<<<<
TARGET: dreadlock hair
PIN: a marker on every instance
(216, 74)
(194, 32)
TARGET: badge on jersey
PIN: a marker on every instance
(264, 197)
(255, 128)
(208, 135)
>>>>
▶ EXERCISE GOAL
Without altering a single word, copy the listing above.

▶ EXERCISE OUTPUT
TARGET: dreadlock hair
PIN: a marker on every instance
(216, 74)
(194, 32)
TARGET: badge on jersey
PIN: a marker on every instance
(264, 197)
(255, 128)
(208, 135)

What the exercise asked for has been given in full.